**WHAT THIS TASK INVOLVES:** Reproduce all of the following entries, substituting "upper-left corner" for each occurrence of "top-left corner" and leaving everything else untouched.

**RECORDED DATA:**
──────────────────────────────
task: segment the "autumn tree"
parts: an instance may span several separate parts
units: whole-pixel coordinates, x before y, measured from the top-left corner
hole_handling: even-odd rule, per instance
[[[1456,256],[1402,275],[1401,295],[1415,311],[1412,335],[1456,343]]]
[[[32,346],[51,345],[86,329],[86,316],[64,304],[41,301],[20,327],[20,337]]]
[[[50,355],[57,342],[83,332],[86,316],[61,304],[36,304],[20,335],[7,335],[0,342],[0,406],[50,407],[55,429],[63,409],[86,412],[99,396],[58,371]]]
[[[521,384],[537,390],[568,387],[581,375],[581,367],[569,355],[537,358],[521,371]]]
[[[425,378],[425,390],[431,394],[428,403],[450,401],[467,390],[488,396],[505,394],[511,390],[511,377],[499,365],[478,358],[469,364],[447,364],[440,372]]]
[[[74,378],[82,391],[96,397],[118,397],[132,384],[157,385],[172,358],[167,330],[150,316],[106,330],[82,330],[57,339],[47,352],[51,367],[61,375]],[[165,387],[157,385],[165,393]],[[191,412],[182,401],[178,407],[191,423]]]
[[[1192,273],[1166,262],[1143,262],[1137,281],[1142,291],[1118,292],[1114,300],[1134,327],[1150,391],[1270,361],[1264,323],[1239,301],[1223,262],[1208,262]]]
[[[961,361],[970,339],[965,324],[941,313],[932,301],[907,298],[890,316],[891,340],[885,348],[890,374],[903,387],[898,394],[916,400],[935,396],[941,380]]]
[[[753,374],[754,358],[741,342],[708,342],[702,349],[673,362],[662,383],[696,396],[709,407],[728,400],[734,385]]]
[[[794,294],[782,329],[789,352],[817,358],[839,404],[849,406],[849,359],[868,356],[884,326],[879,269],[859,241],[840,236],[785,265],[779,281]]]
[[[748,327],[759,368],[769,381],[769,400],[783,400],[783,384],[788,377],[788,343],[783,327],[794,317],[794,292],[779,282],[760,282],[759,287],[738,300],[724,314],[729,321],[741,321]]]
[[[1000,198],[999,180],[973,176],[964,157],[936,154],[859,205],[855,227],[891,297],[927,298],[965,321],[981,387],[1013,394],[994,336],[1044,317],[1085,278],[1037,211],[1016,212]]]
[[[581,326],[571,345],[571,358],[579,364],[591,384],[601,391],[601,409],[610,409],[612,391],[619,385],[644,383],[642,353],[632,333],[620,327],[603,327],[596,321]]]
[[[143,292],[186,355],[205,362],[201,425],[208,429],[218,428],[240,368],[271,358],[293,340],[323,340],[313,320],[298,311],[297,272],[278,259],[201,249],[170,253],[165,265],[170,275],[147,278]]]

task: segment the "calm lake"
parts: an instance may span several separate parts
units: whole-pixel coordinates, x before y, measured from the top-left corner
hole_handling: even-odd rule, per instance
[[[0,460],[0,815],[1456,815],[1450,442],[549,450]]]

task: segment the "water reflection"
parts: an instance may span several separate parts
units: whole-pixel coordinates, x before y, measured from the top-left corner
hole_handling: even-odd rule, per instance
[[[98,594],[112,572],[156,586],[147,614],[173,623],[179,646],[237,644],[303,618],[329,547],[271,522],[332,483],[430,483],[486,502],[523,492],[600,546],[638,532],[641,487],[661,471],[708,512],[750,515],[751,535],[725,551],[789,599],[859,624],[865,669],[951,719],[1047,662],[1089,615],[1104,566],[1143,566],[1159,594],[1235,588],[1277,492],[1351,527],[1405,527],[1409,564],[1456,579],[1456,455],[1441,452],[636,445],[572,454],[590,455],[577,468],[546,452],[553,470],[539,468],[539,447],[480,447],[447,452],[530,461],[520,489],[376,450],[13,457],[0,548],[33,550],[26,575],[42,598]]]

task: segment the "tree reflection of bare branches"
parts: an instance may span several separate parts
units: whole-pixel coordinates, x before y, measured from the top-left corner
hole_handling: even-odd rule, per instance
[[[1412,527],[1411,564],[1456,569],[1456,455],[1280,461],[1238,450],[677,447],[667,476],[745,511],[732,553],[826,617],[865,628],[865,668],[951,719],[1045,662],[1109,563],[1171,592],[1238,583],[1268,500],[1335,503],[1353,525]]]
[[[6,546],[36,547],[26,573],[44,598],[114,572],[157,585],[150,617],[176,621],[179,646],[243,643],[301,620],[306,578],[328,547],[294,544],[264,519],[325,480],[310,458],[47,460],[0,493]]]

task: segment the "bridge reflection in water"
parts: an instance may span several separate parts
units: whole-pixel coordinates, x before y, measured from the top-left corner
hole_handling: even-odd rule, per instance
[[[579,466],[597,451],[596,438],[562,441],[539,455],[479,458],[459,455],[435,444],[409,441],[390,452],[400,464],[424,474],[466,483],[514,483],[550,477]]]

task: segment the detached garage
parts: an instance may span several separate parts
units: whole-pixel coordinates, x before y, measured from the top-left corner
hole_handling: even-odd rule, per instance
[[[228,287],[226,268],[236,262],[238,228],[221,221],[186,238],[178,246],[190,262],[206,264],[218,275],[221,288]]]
──────────────────────────────
**RESULT OF THE EXERCISE:**
task: segment the "autumn tree"
parts: an instance may span several separate parts
units: whole-pixel coordinates, x before y, measured from the upper-left corner
hole_handling: even-odd rule, per instance
[[[1456,256],[1402,275],[1401,295],[1415,311],[1412,335],[1456,343]]]
[[[32,346],[51,345],[86,329],[86,316],[64,304],[41,301],[20,327],[20,337]]]
[[[50,355],[57,342],[83,332],[86,316],[61,304],[36,304],[20,335],[7,335],[0,342],[0,406],[50,407],[55,429],[63,409],[86,412],[99,396],[58,371]]]
[[[521,384],[537,390],[568,387],[581,375],[581,367],[569,355],[537,358],[521,371]]]
[[[425,378],[425,390],[431,394],[428,403],[450,401],[467,390],[488,396],[505,394],[511,390],[511,377],[499,365],[478,358],[469,364],[447,364],[440,372]]]
[[[74,378],[82,391],[96,397],[118,397],[132,384],[157,385],[172,358],[167,330],[150,316],[106,330],[82,330],[57,339],[47,352],[51,367],[61,375]],[[165,387],[157,385],[165,393]],[[191,412],[182,401],[178,407],[191,423]]]
[[[1192,273],[1166,262],[1143,262],[1137,281],[1142,291],[1118,292],[1114,300],[1134,327],[1150,391],[1270,361],[1264,323],[1239,301],[1223,262],[1208,262]]]
[[[961,361],[970,339],[965,324],[941,313],[932,301],[907,298],[890,316],[891,340],[885,348],[890,374],[903,387],[898,394],[916,400],[935,396],[941,380]]]
[[[753,374],[754,358],[741,342],[708,342],[702,349],[673,362],[662,383],[696,396],[709,407],[728,400],[734,385]]]
[[[794,294],[782,329],[789,352],[817,358],[839,404],[849,406],[849,359],[868,356],[884,326],[879,269],[859,241],[840,236],[785,265],[779,281]]]
[[[748,327],[759,368],[769,381],[769,400],[783,400],[783,384],[788,377],[788,343],[783,327],[794,317],[794,292],[779,282],[760,282],[759,287],[738,300],[724,314],[729,321],[741,321]]]
[[[1000,198],[999,180],[973,176],[964,157],[936,154],[859,205],[855,227],[891,297],[927,298],[965,321],[981,387],[1013,394],[994,336],[1044,317],[1085,278],[1037,211],[1016,212]]]
[[[581,326],[571,345],[571,358],[579,364],[591,384],[601,391],[601,409],[610,409],[612,391],[619,385],[644,383],[642,353],[632,333],[620,327],[603,327],[596,321]]]
[[[143,292],[186,355],[205,362],[201,425],[208,429],[218,428],[240,368],[271,358],[293,340],[323,340],[313,320],[298,311],[297,272],[278,259],[201,249],[170,253],[165,265],[170,275],[147,278]]]

task: segment the "calm lake"
parts: an instance may span several separate parts
units: whole-pixel coordinates, x before y, measured from the upper-left corner
hole_handling: even-odd rule, per instance
[[[0,460],[0,815],[1456,815],[1450,442],[549,450]]]

task: segment the "water reflection"
parts: an instance may span several separate parts
units: whole-pixel coordinates, x before y, measured from the upper-left corner
hole_handling: even-odd rule, per instance
[[[98,594],[112,572],[156,586],[147,614],[173,623],[179,646],[237,644],[303,618],[329,547],[271,522],[332,483],[430,483],[486,502],[523,492],[600,546],[638,532],[641,487],[661,471],[708,512],[750,515],[751,535],[725,551],[789,599],[859,624],[865,669],[951,719],[1047,662],[1089,615],[1104,566],[1143,566],[1159,594],[1235,588],[1277,492],[1351,527],[1405,527],[1409,564],[1456,579],[1456,455],[1441,452],[636,445],[572,454],[590,455],[577,468],[546,452],[553,470],[539,468],[539,447],[480,447],[447,452],[530,461],[520,489],[376,450],[13,457],[0,548],[33,550],[26,575],[42,598]]]

task: segment the "tree reflection of bare branches"
parts: an instance may span several separate parts
units: whole-pixel coordinates, x before y, measured from the upper-left corner
hole_handling: even-odd rule, per instance
[[[1412,527],[1411,564],[1456,569],[1456,455],[1280,461],[1238,450],[677,447],[667,476],[745,511],[732,553],[826,617],[865,628],[865,668],[951,719],[1045,662],[1109,563],[1171,592],[1238,583],[1268,500],[1335,503],[1353,525]]]
[[[6,546],[36,547],[26,573],[44,598],[114,572],[157,585],[150,617],[176,621],[179,646],[243,643],[301,620],[306,578],[328,547],[294,544],[264,519],[325,480],[310,458],[47,460],[0,493]]]

task: segment the "bridge reflection in water"
parts: an instance may span several separate parts
units: whole-pixel coordinates, x before y, measured from the upper-left corner
hole_handling: even-odd rule, per instance
[[[579,466],[597,451],[596,438],[562,441],[539,455],[479,458],[459,455],[435,444],[409,441],[390,452],[400,464],[424,474],[466,483],[514,483],[550,477]]]

task: segment the detached garage
parts: an instance may span several separate parts
units: whole-pixel coordinates, x before y, measured from the upper-left corner
hole_handling: even-odd rule, per instance
[[[228,287],[226,268],[236,262],[238,228],[221,221],[186,238],[178,246],[190,262],[206,264],[218,275],[221,288]]]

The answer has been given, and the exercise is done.